Exercise requirements: A word-for-word copy of the entries is the only acceptable reply.

Listed records:
***
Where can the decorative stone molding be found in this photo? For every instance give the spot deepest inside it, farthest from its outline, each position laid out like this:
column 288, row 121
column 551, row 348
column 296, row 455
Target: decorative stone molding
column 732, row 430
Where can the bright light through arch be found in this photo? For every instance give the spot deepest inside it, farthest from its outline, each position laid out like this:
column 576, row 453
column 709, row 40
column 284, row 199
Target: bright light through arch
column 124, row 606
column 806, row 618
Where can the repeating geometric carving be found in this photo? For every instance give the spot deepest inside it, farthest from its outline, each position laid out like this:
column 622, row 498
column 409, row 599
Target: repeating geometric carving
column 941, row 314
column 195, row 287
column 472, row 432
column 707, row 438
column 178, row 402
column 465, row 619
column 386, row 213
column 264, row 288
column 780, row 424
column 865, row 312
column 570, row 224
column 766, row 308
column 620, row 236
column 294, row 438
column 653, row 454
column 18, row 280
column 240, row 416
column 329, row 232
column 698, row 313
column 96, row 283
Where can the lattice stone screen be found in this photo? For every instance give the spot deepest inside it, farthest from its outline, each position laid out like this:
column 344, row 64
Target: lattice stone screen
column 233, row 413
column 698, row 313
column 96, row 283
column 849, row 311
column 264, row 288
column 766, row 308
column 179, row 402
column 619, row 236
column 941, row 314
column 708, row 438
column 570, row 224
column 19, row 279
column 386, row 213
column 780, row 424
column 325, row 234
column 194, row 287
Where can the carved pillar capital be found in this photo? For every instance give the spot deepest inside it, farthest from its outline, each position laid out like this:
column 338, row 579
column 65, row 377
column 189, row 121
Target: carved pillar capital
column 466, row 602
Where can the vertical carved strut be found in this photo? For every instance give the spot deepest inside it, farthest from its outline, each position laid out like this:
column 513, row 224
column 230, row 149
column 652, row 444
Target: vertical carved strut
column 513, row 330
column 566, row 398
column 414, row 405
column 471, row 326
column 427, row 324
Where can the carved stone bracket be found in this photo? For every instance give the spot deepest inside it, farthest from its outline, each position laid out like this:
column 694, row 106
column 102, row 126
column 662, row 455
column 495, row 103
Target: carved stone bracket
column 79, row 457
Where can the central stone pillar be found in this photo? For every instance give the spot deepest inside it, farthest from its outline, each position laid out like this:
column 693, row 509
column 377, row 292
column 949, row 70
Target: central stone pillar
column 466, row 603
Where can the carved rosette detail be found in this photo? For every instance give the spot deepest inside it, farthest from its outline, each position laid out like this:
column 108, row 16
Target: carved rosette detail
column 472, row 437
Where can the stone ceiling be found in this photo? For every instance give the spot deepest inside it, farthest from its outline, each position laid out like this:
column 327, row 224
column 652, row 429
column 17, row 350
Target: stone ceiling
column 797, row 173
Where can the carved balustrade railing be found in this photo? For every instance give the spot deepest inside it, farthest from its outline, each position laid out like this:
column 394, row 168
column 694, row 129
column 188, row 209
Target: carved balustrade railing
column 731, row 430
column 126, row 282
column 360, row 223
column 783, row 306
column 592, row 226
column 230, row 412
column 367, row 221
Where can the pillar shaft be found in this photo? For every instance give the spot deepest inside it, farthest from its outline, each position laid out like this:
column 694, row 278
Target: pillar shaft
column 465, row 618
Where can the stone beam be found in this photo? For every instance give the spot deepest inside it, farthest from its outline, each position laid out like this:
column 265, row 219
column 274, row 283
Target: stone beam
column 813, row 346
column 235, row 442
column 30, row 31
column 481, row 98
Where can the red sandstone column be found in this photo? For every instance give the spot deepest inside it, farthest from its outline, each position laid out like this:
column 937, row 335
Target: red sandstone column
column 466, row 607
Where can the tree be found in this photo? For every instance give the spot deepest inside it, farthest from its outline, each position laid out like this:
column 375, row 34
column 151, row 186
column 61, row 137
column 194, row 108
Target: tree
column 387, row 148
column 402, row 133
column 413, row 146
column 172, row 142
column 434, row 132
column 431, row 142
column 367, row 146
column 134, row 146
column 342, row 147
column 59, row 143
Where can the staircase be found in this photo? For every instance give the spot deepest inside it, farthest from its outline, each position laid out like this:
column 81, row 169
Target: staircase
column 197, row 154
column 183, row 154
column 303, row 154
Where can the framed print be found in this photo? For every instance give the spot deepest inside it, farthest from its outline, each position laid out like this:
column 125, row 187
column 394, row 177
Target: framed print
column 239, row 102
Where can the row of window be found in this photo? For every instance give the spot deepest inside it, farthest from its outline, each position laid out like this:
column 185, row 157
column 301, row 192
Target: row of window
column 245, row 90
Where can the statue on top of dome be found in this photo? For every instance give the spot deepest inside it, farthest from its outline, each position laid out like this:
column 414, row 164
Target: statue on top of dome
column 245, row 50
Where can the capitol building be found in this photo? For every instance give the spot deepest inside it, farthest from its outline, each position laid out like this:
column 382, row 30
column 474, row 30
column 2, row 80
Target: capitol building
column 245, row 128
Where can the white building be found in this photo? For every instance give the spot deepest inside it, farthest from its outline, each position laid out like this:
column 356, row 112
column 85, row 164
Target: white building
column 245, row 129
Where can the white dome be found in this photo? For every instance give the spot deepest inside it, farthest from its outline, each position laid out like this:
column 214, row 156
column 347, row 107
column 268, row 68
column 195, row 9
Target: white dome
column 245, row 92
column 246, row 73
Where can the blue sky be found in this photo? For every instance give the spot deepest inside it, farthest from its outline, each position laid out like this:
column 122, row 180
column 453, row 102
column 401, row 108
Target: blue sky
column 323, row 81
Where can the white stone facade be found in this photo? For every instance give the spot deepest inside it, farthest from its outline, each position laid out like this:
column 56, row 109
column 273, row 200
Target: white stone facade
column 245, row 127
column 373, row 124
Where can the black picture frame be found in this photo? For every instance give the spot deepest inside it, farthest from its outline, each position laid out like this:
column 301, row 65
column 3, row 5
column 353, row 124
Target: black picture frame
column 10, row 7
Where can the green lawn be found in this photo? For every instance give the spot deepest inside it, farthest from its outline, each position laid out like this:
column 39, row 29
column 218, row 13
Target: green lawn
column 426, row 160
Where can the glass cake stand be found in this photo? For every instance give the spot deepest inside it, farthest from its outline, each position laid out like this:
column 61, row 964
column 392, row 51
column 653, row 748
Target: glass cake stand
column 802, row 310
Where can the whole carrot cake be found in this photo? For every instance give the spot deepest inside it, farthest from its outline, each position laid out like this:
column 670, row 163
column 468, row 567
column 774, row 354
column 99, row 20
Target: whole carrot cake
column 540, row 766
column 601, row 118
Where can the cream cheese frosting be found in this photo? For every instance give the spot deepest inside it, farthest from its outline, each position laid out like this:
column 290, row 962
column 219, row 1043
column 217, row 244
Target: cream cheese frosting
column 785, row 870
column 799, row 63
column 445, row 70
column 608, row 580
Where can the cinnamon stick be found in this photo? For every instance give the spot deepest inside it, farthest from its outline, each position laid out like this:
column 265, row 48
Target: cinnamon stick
***
Response to the exercise:
Where can the decorative stone molding be found in this photo? For every instance give the spot deepest inside it, farthest from its outline, each position laid out like this:
column 288, row 121
column 551, row 348
column 296, row 455
Target: decorative stone molding
column 732, row 430
Where can the bright light through arch be found in this photo? For every instance give the spot deepest inside it, farthest from its outline, each position laid out like this:
column 576, row 453
column 709, row 40
column 284, row 199
Target: bright light through arch
column 124, row 606
column 806, row 618
Where can the repeating geometric carving be found in this photo? For every instance give the spot deepest inside it, farthest from its outline, each position laid out like this:
column 622, row 498
column 409, row 599
Target: repeating geometric carving
column 941, row 314
column 195, row 287
column 472, row 432
column 707, row 438
column 178, row 402
column 465, row 619
column 386, row 213
column 264, row 288
column 780, row 424
column 865, row 312
column 570, row 224
column 766, row 308
column 620, row 236
column 294, row 438
column 653, row 454
column 18, row 280
column 240, row 416
column 329, row 232
column 698, row 313
column 96, row 283
Where can the lattice stone screen be found in this photo? For every instance give the spot deepest inside it, farthest from its outline, each position laid out like this:
column 344, row 64
Target: lattice stone screen
column 233, row 413
column 698, row 313
column 96, row 283
column 849, row 311
column 264, row 288
column 766, row 308
column 179, row 402
column 619, row 236
column 941, row 314
column 708, row 438
column 570, row 224
column 19, row 279
column 386, row 213
column 780, row 424
column 325, row 234
column 194, row 287
Where can the carved pillar capital be found in this photo? For every instance give the spot deepest inside it, farthest from its outline, each position laid out like this:
column 338, row 579
column 65, row 377
column 189, row 121
Target: carved pillar capital
column 466, row 602
Where can the vertical carved strut be found in this photo? For every instance give the spot deepest inside it, farthest from its outline, each position laid out like this:
column 513, row 224
column 230, row 149
column 652, row 444
Target: vertical carved strut
column 513, row 330
column 566, row 398
column 414, row 405
column 471, row 326
column 427, row 324
Where can the carved stone bracket be found in this photo? For every instance give the spot deepest inside it, farthest from its outline, each position laid out like this:
column 694, row 106
column 102, row 126
column 662, row 455
column 495, row 103
Target: carved stone bracket
column 79, row 457
Where can the central stone pillar be found in this photo? For every instance give the spot deepest inside it, farthest from its outline, each position laid out like this:
column 693, row 509
column 377, row 292
column 949, row 70
Target: central stone pillar
column 466, row 603
Where can the carved rosette detail be found in this photo? For every instance give the spot deepest inside it, farthest from its outline, each position laid out like this:
column 108, row 16
Target: carved rosette detail
column 472, row 437
Where can the stone ceiling be found in this photo? For every instance give the spot deepest inside it, farthest from its outline, each position laid out like this:
column 327, row 224
column 652, row 429
column 17, row 350
Target: stone ceiling
column 797, row 173
Where can the carved balustrade railing be found in this photo? For every instance give the spot deepest inside it, farthest from its outline, each position laid out like this:
column 394, row 168
column 694, row 129
column 188, row 209
Target: carved balustrade railing
column 731, row 430
column 126, row 282
column 360, row 223
column 783, row 306
column 592, row 226
column 230, row 412
column 367, row 221
Where can the pillar shaft be found in this photo? For every instance give the spot deepest inside it, farthest from its outline, each position laid out like this:
column 694, row 278
Target: pillar shaft
column 465, row 618
Where can the stone beam be found in this photo? For every instance give the spot deepest inside it, farthest from its outline, each position laid out like this:
column 265, row 219
column 274, row 283
Target: stone beam
column 813, row 346
column 235, row 442
column 30, row 31
column 481, row 98
Where can the red sandstone column be found in this photo? For every instance give the spot deepest inside it, farthest from its outline, each position laid out like this:
column 937, row 335
Target: red sandstone column
column 466, row 607
Where can the tree be found in this photo? For every instance give the spot deepest inside it, farthest from its outline, each position laid out like this:
column 375, row 34
column 151, row 186
column 61, row 137
column 194, row 108
Target: tree
column 387, row 148
column 402, row 133
column 413, row 146
column 172, row 142
column 434, row 132
column 431, row 142
column 367, row 146
column 134, row 146
column 342, row 147
column 59, row 143
Where can the staircase be found in this photo? For every instance give the spot deepest inside it, farthest from its outline, each position laid out like this:
column 81, row 169
Target: staircase
column 197, row 154
column 183, row 154
column 303, row 154
Where can the framed print be found in this photo? For every instance give the spot deepest inside it, farthest from its outline, each position laid out like this:
column 125, row 187
column 394, row 177
Target: framed print
column 239, row 102
Where can the row of window be found in this photo? For every instance give the spot deepest inside it, farthest from its outline, each position laid out like this:
column 185, row 157
column 301, row 192
Target: row of window
column 245, row 90
Where can the statue on top of dome be found in this photo? For every instance give the spot deepest inside it, farthest from its outline, each position laid out like this:
column 414, row 164
Target: statue on top of dome
column 245, row 50
Where can the capitol building be found in this photo? For every instance give the spot deepest inside it, farthest from its outline, each position laid out like this:
column 382, row 30
column 474, row 30
column 2, row 80
Target: capitol building
column 245, row 128
Where can the white building be found in this photo? For every instance give the spot deepest inside it, farthest from its outline, each position laid out like this:
column 356, row 112
column 85, row 164
Target: white building
column 245, row 129
Where can the white dome be found in this photo? For every instance give the spot deepest inside it, farthest from its outline, each position laid out like this:
column 214, row 156
column 347, row 107
column 268, row 68
column 195, row 9
Target: white dome
column 245, row 92
column 246, row 73
Where can the blue sky be found in this photo? For every instance give the spot deepest inside it, farthest from its outline, each position laid out like this:
column 122, row 180
column 453, row 102
column 401, row 108
Target: blue sky
column 323, row 81
Where can the white stone facade be found in this photo? For every instance give the spot deepest inside it, farthest from its outline, each position laid out like this:
column 56, row 109
column 273, row 200
Target: white stone facade
column 245, row 127
column 373, row 124
Where can the black picture frame be found in this photo? For every instance give the spot deepest inside it, farthest from its outline, each position laid out like this:
column 301, row 65
column 3, row 5
column 353, row 124
Target: black picture frame
column 10, row 7
Where can the green lawn be found in this photo? For every instance give the spot deepest inside it, farthest from its outline, each position laid out like this:
column 39, row 29
column 218, row 13
Target: green lawn
column 426, row 160
Where can the glass cake stand be found in this photo? For every instance give the spot deepest inside it, farthest from its outline, each position laid out like this:
column 61, row 964
column 392, row 51
column 653, row 748
Target: glass cake stand
column 802, row 310
Where can the whole carrot cake be found in this photo? For every instance give the spot deepest inside it, farthest from its outline, each position laid out like this:
column 670, row 163
column 468, row 567
column 774, row 354
column 99, row 20
Target: whole carrot cake
column 540, row 766
column 601, row 118
Where can the cream cheese frosting be found in this photo? For every instance give the spot deepest inside it, farthest from its outline, each position laid out like this:
column 290, row 962
column 219, row 1043
column 217, row 244
Target: cream cheese frosting
column 785, row 870
column 799, row 63
column 445, row 70
column 608, row 580
Where can the cinnamon stick be found in this photo? For every instance give the spot deepest inside it, farthest from its outline, each position laid out like this:
column 265, row 48
Target: cinnamon stick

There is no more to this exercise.